[Dataset excerpt]
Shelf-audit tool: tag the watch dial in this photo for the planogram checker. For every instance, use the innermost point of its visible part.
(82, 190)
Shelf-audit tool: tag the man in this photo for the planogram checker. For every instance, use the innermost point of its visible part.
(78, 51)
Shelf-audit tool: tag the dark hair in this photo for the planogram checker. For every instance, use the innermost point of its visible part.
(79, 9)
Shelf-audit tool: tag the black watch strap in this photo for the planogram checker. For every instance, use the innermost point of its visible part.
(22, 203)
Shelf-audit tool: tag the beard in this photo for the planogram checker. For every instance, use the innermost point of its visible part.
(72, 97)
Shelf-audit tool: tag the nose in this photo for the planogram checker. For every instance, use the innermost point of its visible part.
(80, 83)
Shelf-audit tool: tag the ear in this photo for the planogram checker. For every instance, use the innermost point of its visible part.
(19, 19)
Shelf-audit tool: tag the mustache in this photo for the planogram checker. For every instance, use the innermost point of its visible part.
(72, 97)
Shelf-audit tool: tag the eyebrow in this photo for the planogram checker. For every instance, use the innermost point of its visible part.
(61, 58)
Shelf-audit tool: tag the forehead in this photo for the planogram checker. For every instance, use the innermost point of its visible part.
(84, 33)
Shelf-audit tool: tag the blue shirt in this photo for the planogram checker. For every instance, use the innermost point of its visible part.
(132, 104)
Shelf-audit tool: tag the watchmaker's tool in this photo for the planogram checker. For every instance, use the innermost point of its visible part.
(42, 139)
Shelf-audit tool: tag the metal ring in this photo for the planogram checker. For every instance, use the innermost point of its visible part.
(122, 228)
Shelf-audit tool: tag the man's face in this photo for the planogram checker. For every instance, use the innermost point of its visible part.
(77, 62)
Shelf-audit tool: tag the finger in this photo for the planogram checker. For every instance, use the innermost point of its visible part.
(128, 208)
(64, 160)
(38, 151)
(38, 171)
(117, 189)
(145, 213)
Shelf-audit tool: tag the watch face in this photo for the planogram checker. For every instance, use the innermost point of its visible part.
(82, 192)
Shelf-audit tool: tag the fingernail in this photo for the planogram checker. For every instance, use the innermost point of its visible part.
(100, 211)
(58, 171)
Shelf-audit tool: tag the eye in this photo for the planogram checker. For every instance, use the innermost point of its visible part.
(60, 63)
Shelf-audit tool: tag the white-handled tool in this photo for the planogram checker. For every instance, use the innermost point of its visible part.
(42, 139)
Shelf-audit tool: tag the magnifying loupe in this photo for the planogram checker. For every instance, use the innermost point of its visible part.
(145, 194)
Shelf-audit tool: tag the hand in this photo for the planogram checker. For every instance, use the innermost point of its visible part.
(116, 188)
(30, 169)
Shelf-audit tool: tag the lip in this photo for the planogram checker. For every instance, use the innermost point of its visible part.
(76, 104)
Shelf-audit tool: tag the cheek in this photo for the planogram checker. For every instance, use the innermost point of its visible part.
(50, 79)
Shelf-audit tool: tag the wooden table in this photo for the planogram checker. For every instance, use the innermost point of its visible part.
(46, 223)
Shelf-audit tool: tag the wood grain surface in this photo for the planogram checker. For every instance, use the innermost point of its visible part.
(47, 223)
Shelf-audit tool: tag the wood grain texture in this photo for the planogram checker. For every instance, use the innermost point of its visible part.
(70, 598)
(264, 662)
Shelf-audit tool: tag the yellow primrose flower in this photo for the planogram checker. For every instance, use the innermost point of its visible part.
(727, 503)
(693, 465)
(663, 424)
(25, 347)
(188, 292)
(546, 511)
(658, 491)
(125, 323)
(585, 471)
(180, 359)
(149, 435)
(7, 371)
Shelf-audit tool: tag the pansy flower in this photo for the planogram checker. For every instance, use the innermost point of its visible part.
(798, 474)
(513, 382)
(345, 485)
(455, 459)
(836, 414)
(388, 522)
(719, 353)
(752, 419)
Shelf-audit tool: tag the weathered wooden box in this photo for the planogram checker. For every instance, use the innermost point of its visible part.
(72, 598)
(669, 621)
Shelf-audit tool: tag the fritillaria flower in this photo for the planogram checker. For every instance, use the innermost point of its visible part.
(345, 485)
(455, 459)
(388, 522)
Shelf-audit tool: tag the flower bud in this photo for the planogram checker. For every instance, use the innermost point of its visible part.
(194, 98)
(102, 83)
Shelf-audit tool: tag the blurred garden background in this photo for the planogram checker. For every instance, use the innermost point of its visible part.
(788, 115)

GIVEN PROBLEM — Put the lines of the listing above into a JSON list of strings, one string per line, leaving out blank lines.

FINAL ANSWER —
[
  "Shelf-audit tool: tag the watch dial in this photo for the planogram checker. For every instance, use the innermost point of its visible part.",
  "(82, 190)",
  "Shelf-audit tool: tag the man in this photo for the planogram checker. For every instance, use the innermost point of its visible part.",
  "(78, 51)",
  "Shelf-audit tool: tag the dark hair in this photo for the planogram checker. For every instance, use the innermost point of its visible part.",
  "(79, 9)",
  "Shelf-audit tool: tag the black watch strap in this photo for the planogram checker. For every instance, use the innermost point of its visible part.",
  "(22, 203)",
  "Shelf-audit tool: tag the beard in this photo for the planogram checker. For every instance, use the innermost point of its visible part.",
  "(72, 97)",
  "Shelf-audit tool: tag the nose in this photo for the planogram checker. For every instance, use the innermost point of its visible part.",
  "(80, 83)",
  "Shelf-audit tool: tag the ear in this photo for the planogram checker. For every instance, use the innermost point of its visible part.",
  "(19, 19)",
  "Shelf-audit tool: tag the mustache in this photo for the planogram checker. For every instance, use the innermost point of its visible part.",
  "(72, 97)",
  "Shelf-audit tool: tag the eyebrow in this photo for the planogram checker. For every instance, use the innermost point of its visible part.",
  "(61, 58)",
  "Shelf-audit tool: tag the forehead in this photo for the planogram checker. For every instance, use the innermost point of its visible part.",
  "(84, 33)",
  "Shelf-audit tool: tag the blue shirt in this photo for the planogram checker. For every instance, use the innermost point of its visible part.",
  "(132, 104)",
  "Shelf-audit tool: tag the watchmaker's tool in this photo for the planogram checker. For every instance, use the innermost point of its visible part.",
  "(42, 139)",
  "Shelf-audit tool: tag the metal ring in this photo for the planogram checker. For every instance, use the innermost point of its visible part.",
  "(122, 228)",
  "Shelf-audit tool: tag the man's face in this photo for the planogram checker. For every instance, use the innermost point of its visible part.",
  "(77, 62)",
  "Shelf-audit tool: tag the finger in this photo for the planogram checker. For every instance, use the innermost point of its visible part.",
  "(128, 208)",
  "(64, 160)",
  "(38, 151)",
  "(38, 171)",
  "(117, 189)",
  "(145, 213)",
  "Shelf-audit tool: tag the watch face in this photo for the planogram checker. For every instance, use the innermost point of its visible part.",
  "(82, 192)",
  "Shelf-audit tool: tag the fingernail in this photo for the planogram checker. For every instance, use the innermost point of its visible part.",
  "(100, 211)",
  "(58, 171)",
  "Shelf-audit tool: tag the eye in this photo for the planogram checker. For every instance, use the innermost point of its visible part.",
  "(60, 63)",
  "Shelf-audit tool: tag the white-handled tool in this photo for the planogram checker. For every instance, use the innermost point of its visible part.",
  "(42, 139)",
  "Shelf-audit tool: tag the magnifying loupe in this photo for the planogram checker. For every instance, use the innermost point of its visible part.",
  "(145, 194)",
  "Shelf-audit tool: tag the hand in this photo for the planogram checker. For every instance, use the innermost point of its visible part.",
  "(116, 188)",
  "(30, 169)",
  "Shelf-audit tool: tag the lip in this photo for the planogram checker. For every instance, use the innermost point of its visible part.",
  "(76, 104)",
  "Shelf-audit tool: tag the cheek in this photo for the planogram checker. For every instance, use the innermost point of its visible part.",
  "(50, 79)",
  "Shelf-audit tool: tag the wooden table in this photo for the planogram checker. For every instance, use the innermost point of its visible part.",
  "(46, 223)",
  "Shelf-audit tool: tag the wood grain surface in this photo for the planogram checker. For every instance, use the innermost point of its visible part.",
  "(47, 223)",
  "Shelf-audit tool: tag the wood grain texture in this photo for the planogram checker. For every instance, use the innermost point of its visible part.",
  "(70, 598)",
  "(264, 662)",
  "Shelf-audit tool: tag the yellow primrose flower in this photo for the planogram checker. For every instance, use the innermost point of its visible part.",
  "(727, 503)",
  "(693, 465)",
  "(663, 424)",
  "(25, 347)",
  "(188, 292)",
  "(546, 511)",
  "(658, 491)",
  "(125, 323)",
  "(585, 471)",
  "(180, 359)",
  "(149, 435)",
  "(7, 371)",
  "Shelf-audit tool: tag the pansy flower in this photo for the planogram checker. For every instance, use the innermost point of its visible part.",
  "(798, 474)",
  "(513, 382)",
  "(345, 485)",
  "(455, 459)",
  "(836, 414)",
  "(388, 522)",
  "(719, 353)",
  "(752, 419)",
  "Shelf-audit tool: tag the weathered wooden box in this photo for the planogram checker. For every instance, use the innermost point of its visible part.",
  "(72, 598)",
  "(669, 621)",
  "Shelf-audit tool: tag the fritillaria flower in this photo for the planogram checker. For every instance, use the innermost point of its visible part.",
  "(345, 485)",
  "(455, 459)",
  "(388, 522)",
  "Shelf-audit tool: tag the flower bud in this photo for the planogram checker. For every instance, use the innermost point of its visible part.",
  "(194, 98)",
  "(102, 83)",
  "Shelf-audit tool: tag the blurred garden background in this photo for the planogram checker. For every instance, use the innermost point of its visible part.",
  "(788, 115)"
]